Task to complete. Every line of the listing should be transcribed exactly, with nothing left out.

BEGIN Available data

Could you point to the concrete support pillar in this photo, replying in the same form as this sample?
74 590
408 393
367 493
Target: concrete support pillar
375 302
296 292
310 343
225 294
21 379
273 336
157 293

END Available data

Task solution.
Could you point to the concrete support pillar in this photo, replying in the same form as this sample?
74 590
408 393
367 493
Target: concrete support pillar
375 302
296 292
310 343
225 294
21 379
273 336
157 293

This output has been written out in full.